## BEGIN Data extract
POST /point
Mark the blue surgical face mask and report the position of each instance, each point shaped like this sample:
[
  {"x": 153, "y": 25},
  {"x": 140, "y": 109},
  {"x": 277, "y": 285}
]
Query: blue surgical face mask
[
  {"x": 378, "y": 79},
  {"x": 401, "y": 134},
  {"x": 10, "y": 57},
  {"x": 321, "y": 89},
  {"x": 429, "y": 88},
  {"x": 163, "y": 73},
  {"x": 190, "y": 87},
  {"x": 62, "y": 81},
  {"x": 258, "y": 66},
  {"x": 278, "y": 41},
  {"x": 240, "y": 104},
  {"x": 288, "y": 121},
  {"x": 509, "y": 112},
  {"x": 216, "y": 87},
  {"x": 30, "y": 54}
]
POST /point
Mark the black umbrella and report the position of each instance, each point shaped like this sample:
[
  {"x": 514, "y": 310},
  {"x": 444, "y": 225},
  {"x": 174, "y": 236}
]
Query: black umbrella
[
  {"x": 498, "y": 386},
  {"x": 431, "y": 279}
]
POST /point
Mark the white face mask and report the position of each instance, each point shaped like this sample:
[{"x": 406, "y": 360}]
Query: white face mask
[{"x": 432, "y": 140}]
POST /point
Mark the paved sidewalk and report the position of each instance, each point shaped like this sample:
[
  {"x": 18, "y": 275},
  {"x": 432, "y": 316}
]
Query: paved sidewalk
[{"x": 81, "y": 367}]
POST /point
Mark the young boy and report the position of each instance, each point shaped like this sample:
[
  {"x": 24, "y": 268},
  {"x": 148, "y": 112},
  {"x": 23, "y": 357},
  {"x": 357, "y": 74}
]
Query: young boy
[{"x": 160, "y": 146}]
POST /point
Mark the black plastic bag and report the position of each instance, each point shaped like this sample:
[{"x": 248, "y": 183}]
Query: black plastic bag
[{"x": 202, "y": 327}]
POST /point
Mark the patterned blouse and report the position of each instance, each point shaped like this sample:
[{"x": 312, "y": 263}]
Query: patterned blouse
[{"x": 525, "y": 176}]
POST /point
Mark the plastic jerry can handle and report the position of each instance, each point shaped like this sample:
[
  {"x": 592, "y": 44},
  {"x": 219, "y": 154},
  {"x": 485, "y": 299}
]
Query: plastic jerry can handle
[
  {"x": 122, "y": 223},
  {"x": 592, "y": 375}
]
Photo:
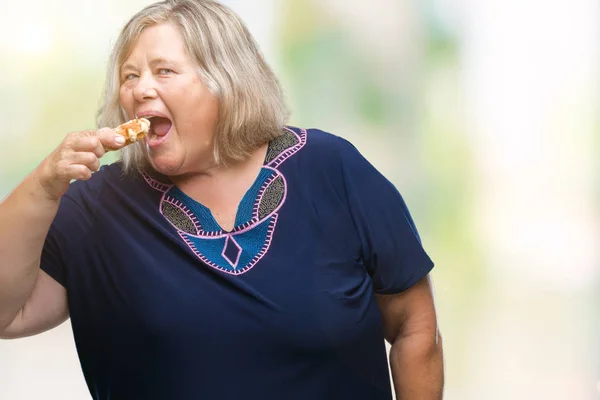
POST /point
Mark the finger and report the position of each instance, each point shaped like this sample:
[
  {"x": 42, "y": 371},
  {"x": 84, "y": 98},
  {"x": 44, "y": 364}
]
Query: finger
[
  {"x": 109, "y": 139},
  {"x": 89, "y": 144},
  {"x": 77, "y": 171},
  {"x": 88, "y": 159}
]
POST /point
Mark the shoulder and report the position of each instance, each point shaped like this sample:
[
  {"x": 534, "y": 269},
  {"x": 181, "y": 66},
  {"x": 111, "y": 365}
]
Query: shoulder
[{"x": 324, "y": 148}]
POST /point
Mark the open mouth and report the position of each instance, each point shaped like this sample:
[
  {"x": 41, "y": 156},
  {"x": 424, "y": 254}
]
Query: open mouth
[{"x": 159, "y": 130}]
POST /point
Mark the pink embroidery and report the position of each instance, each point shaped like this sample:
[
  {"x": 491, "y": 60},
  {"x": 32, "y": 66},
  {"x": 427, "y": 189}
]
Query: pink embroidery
[
  {"x": 246, "y": 268},
  {"x": 183, "y": 208},
  {"x": 256, "y": 209},
  {"x": 161, "y": 187},
  {"x": 230, "y": 239},
  {"x": 247, "y": 226}
]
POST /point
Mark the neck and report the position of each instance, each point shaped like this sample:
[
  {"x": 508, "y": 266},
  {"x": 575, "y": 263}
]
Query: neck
[{"x": 218, "y": 171}]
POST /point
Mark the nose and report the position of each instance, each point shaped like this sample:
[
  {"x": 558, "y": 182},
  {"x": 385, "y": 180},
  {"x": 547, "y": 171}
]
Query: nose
[{"x": 145, "y": 89}]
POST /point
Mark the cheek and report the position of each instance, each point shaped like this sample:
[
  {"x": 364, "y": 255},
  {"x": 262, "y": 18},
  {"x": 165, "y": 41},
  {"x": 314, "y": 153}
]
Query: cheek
[{"x": 125, "y": 99}]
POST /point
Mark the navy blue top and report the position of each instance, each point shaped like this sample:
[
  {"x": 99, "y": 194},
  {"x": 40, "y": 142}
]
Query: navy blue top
[{"x": 164, "y": 304}]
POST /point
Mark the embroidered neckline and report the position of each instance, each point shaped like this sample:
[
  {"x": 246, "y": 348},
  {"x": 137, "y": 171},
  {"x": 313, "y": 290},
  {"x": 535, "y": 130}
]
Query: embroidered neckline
[{"x": 238, "y": 250}]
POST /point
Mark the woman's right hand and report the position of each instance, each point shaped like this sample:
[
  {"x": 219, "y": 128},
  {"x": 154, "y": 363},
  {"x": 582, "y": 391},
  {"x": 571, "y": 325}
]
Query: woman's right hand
[{"x": 77, "y": 157}]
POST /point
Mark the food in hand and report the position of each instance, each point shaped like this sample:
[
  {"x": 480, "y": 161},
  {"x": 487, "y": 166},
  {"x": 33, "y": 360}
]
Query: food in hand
[{"x": 133, "y": 130}]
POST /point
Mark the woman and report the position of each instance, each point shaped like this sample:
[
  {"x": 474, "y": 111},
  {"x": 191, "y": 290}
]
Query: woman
[{"x": 228, "y": 255}]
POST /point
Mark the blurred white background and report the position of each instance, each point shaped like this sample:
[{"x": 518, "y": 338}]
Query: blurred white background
[{"x": 484, "y": 113}]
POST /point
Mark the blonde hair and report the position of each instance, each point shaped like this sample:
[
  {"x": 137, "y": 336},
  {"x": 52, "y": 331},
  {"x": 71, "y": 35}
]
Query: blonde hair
[{"x": 252, "y": 108}]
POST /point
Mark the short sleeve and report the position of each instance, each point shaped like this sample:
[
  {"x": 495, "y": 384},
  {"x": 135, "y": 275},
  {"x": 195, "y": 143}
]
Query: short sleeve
[
  {"x": 391, "y": 246},
  {"x": 70, "y": 225}
]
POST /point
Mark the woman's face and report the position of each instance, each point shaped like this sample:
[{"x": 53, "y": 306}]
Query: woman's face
[{"x": 160, "y": 82}]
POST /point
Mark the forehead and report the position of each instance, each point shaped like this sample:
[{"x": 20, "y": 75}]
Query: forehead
[{"x": 159, "y": 41}]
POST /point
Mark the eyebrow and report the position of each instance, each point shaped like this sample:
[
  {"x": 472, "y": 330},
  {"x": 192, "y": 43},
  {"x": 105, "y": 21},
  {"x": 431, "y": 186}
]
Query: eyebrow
[{"x": 153, "y": 63}]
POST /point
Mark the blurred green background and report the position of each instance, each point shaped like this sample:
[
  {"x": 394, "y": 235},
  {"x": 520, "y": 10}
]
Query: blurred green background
[{"x": 484, "y": 114}]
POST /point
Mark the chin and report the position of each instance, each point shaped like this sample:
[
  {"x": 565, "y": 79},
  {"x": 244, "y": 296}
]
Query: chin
[{"x": 166, "y": 164}]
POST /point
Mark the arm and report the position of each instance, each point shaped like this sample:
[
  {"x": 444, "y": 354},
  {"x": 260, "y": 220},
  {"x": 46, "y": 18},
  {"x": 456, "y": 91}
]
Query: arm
[
  {"x": 31, "y": 301},
  {"x": 416, "y": 357}
]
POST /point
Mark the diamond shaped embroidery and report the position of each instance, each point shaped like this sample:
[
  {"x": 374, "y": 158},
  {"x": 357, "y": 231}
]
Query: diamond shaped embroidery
[{"x": 232, "y": 251}]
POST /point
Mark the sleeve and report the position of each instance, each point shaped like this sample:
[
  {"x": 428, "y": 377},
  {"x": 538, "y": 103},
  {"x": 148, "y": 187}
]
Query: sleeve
[
  {"x": 391, "y": 247},
  {"x": 70, "y": 225}
]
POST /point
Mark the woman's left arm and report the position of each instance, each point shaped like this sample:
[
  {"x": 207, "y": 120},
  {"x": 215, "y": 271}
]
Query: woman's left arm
## END Data extract
▶ **Given exercise**
Count the lines in the items above that contain the string "embroidery", treating case as significant, and reply with the number only.

▶ **Completed task**
4